- _PROBLEMA PLANTEADO_
Duplica sin ningún cambio las líneas del material de abajo desde la que contiene "the blue shorts." hasta la que contiene "[[330, 244], [490, 250], [411, 257]]", ambas incluidas.

Entradas de datos:
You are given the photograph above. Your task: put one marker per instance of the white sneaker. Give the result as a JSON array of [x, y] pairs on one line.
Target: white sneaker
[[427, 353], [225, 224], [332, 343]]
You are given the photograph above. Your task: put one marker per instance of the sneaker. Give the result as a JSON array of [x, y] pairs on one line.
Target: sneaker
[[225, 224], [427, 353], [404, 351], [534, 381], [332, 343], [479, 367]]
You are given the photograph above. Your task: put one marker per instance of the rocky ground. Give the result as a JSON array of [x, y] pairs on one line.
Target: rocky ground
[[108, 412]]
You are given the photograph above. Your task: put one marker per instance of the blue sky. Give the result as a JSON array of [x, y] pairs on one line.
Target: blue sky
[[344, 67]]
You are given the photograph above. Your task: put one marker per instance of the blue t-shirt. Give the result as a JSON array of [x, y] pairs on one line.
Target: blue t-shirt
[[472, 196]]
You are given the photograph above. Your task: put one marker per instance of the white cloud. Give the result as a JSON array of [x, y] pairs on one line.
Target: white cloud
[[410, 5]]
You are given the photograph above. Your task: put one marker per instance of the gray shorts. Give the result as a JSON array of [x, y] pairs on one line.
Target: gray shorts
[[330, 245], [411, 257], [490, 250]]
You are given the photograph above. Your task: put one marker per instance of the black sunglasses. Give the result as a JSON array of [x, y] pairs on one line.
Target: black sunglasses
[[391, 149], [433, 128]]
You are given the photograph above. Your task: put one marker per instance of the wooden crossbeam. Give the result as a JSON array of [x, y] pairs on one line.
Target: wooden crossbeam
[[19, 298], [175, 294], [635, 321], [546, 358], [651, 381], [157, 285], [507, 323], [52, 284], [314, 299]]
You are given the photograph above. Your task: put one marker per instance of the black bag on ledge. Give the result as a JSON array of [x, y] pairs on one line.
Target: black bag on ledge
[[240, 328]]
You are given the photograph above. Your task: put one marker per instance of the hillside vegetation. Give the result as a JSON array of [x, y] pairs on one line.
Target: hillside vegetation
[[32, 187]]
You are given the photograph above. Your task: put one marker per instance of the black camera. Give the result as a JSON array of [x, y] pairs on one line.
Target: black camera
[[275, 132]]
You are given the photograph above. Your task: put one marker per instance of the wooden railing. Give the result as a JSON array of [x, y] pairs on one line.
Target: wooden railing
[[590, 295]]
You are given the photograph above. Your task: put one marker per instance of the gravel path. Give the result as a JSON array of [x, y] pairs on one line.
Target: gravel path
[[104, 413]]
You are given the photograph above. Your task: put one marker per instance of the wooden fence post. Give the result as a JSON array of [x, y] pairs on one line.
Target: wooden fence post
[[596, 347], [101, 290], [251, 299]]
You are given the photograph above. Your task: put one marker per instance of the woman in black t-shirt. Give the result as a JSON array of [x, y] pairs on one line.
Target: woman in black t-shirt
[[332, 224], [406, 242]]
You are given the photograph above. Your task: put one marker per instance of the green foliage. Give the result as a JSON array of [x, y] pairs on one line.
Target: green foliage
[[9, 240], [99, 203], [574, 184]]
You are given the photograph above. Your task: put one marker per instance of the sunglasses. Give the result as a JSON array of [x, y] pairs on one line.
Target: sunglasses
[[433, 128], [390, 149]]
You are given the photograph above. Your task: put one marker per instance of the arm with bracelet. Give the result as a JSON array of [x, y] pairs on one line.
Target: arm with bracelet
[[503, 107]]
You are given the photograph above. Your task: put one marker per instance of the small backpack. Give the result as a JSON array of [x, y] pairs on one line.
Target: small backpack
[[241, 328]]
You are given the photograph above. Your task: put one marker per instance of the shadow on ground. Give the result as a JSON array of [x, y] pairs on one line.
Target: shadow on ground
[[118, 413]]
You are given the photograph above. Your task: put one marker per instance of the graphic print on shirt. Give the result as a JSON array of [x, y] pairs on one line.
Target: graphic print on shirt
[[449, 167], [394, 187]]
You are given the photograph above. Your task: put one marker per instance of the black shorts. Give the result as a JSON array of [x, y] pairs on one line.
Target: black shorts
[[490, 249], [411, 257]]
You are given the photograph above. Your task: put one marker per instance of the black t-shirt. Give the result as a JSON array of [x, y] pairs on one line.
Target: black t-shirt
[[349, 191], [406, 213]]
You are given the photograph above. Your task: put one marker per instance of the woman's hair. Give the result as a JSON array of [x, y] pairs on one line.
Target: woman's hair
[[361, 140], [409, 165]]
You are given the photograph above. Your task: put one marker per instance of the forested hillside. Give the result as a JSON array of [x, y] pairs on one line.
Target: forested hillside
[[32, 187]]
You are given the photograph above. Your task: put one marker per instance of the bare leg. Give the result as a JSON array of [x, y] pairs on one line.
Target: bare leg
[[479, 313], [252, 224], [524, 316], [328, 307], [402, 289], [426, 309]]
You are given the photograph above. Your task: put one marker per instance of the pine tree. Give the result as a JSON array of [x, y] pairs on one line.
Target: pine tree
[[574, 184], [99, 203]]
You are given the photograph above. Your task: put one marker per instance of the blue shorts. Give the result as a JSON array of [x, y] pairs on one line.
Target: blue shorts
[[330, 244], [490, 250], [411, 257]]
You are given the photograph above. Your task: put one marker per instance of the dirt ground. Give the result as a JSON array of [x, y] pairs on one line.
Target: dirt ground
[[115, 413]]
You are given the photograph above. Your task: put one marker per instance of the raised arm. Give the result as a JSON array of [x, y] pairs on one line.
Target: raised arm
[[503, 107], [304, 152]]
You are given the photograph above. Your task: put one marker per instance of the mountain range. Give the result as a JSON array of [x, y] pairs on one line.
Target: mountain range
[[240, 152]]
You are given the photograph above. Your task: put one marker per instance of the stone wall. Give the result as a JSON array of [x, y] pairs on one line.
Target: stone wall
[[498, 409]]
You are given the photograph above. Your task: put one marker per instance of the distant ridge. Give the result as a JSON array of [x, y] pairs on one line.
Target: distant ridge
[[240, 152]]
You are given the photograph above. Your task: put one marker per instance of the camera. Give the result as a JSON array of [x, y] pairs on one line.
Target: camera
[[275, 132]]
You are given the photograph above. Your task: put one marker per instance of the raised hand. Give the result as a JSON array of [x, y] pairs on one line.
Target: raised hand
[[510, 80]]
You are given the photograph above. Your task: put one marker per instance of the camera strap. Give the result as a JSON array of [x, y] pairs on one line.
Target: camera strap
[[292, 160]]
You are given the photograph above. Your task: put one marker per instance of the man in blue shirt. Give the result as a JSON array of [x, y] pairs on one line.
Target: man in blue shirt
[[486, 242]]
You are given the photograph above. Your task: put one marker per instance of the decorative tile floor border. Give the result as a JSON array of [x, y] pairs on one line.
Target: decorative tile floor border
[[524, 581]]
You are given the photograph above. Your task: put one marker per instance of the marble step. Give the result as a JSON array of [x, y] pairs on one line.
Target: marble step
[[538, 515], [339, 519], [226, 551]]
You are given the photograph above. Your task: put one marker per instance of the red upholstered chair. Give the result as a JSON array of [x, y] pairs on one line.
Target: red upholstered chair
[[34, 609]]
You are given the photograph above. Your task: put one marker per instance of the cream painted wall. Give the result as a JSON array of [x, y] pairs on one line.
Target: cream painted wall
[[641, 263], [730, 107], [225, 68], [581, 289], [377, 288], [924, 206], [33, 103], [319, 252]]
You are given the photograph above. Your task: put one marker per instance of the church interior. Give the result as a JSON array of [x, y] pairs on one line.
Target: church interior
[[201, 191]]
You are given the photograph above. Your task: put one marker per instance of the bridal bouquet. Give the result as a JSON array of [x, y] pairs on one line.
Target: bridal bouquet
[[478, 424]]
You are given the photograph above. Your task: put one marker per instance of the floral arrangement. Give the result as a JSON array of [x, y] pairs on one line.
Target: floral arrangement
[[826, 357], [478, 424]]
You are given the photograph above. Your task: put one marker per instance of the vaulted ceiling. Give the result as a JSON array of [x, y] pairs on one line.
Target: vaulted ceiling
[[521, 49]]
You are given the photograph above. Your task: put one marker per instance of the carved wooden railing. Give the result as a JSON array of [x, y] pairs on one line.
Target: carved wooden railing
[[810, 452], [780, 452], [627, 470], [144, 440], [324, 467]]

- _RESULTADO DEL EJERCICIO_
You are given the photograph above. Your task: put one marker per instance of the blue shorts. Give the result as a JSON array of [x, y] pairs on one line.
Target: blue shorts
[[330, 244], [490, 250], [411, 257]]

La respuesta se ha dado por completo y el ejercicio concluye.